*Supplied text:*
===============
Rating Rationale
January 08, 2020 | Mumbai
Solvay Specialities India Private Limited
Rating outlook revised to 'Stable'; rating reaffirmed 
 
Rating Action
Total Bank Loan Facilities Rated Rs.395 Crore (Enhanced from Rs.350 Crore)
Long Term Rating CRISIL AA/Stable (Outlook revised from 'Negative' and rating reaffirmed)
1 crore = 10 million
Refer to annexure for Details of Instruments & Bank Facilities
Detailed Rationale

CRISIL has revised its outlook on the long term bank facilities of Solvay Specialities India Private Limited (SSIPL) to 'Stable' from 'Negative' while reaffirming the rating at 'CRISIL AA'.

The outlook revision reflects better than expected performance in fiscal 2019 with operating margin of 5.2% against earlier expectation of loss at operating level. Operating performance was impacted in fiscal 2019 due to lower offtake from other Solvay group entities, stoppage of production at existing Panoli plant for around a month due to ongoing brownfield capacity expansion as well as continued losses at operating level in the surfactant segment. However reimbursement from parent (Solvay SA, rated 'BBB/Stable/A-2' by S&P Global Ratings) towards raw material cost escalation in March 2019 amounting to around Rs 70 crore led to improved operating margin.  Furthermore, the operating performance in fiscal 2020 is expected to improve with revenue growth of 10-11% and operating margins at 8-8.5% due to steady growth in the standalone business of SSIPL and reduction in losses in Rhodia Specialty Chemicals India Private Limited.

Earlier in fiscal 2019, Rhodia Specialty Chemicals India Private Limited, a wholly owned subsidiary of Solvay S A, present in surfactants segment was merged with SSIPL in October 2018 with retrospective effect from April 2017.

The company is undertaking a large brownfield capacity expansion at its Panoli plant for the production of Polyether Sulfone (PESU), a high growth high performance Sulfone, mainly used in healthcare segment. The commercial operations at the project are expected to start by January 2020. Over medium term, the financial performance of SSIPL is expected to improve due to contribution from the project as well as recovery in operating performance surfactants segment.

Financial risk profile is supported by low gearing of 0.5 time in 2019, which mitigates the effect of moderated debt protection metrics. With improvement in operating profitability, the interest coverage is expected to remain above 4.5 times and net cash accruals by total debt above 20% over the medium term. The company derives high support from Solvay Group reflected in large creditors period offered by it as well as promoter loan of Rs. 90 crore. The company is highly integrated with Solvay group with around 50% of revenue and purchases were from Solvay group entities in fiscal 2019.
===============
*Dataset section:*
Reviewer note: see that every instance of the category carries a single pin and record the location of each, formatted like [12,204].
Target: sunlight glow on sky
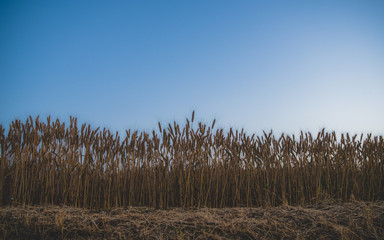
===============
*Short problem:* Reproduce everything in the rating rationale from "Earlier in fiscal" down to "from April 2017.", putting "fully owned" in place of "wholly owned".

*Response below:*
Earlier in fiscal 2019, Rhodia Specialty Chemicals India Private Limited, a fully owned subsidiary of Solvay S A, present in surfactants segment was merged with SSIPL in October 2018 with retrospective effect from April 2017.